-------- Data records

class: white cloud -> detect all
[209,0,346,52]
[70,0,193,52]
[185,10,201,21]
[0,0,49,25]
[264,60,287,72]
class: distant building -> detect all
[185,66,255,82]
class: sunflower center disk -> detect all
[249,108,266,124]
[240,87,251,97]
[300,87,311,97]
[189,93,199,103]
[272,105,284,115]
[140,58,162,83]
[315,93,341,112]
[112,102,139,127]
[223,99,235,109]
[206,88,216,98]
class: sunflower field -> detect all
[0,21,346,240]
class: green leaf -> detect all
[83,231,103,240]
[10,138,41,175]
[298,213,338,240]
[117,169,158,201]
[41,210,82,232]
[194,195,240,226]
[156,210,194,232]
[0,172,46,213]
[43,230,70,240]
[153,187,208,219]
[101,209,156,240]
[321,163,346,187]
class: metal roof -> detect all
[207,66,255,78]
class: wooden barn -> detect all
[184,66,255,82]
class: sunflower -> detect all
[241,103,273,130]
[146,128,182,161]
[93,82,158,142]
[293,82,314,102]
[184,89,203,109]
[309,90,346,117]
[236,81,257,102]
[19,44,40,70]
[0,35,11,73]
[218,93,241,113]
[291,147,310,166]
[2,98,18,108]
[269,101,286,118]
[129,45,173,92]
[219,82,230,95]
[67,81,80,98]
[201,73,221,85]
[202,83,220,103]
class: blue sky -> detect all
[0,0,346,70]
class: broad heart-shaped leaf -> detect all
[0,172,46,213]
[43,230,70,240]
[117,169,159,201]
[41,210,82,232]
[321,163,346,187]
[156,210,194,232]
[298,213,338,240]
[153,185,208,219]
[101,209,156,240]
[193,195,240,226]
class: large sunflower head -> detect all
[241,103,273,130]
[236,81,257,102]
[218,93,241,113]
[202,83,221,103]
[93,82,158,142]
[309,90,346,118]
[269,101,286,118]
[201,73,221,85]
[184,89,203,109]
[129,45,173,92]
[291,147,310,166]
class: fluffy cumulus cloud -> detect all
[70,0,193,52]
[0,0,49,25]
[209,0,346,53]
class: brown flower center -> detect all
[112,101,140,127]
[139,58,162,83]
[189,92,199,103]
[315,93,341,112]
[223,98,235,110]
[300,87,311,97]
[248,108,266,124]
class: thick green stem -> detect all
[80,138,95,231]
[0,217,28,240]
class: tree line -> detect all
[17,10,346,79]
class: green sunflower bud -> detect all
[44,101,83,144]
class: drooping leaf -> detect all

----------------

▸ Exercise instructions: Copy out the stretch of the data above from the line containing "class: blue sky -> detect all" through the line containing "[17,10,346,79]", keeping every line unchanged.

▸ Exercise solution:
class: blue sky -> detect all
[0,0,346,70]
class: broad heart-shaped leaf -> detect all
[0,172,46,213]
[43,230,70,240]
[117,169,159,201]
[41,210,82,232]
[321,163,346,187]
[156,210,194,232]
[298,213,338,240]
[153,185,208,219]
[101,209,156,240]
[193,195,240,226]
class: large sunflower head -> detect all
[241,103,273,130]
[236,81,257,102]
[218,93,241,113]
[202,83,221,103]
[93,82,158,142]
[309,90,346,118]
[269,101,286,118]
[201,73,221,85]
[184,89,203,109]
[129,45,173,92]
[291,147,310,166]
class: fluffy cumulus cloud -> detect all
[70,0,193,52]
[0,0,49,25]
[209,0,346,53]
class: brown flower center -> detect all
[112,101,140,127]
[139,58,162,83]
[189,92,199,103]
[315,93,341,112]
[223,98,235,110]
[300,87,311,97]
[248,108,266,124]
class: thick green stem -> detect all
[80,138,95,231]
[0,217,28,240]
class: tree line -> detect all
[17,10,346,79]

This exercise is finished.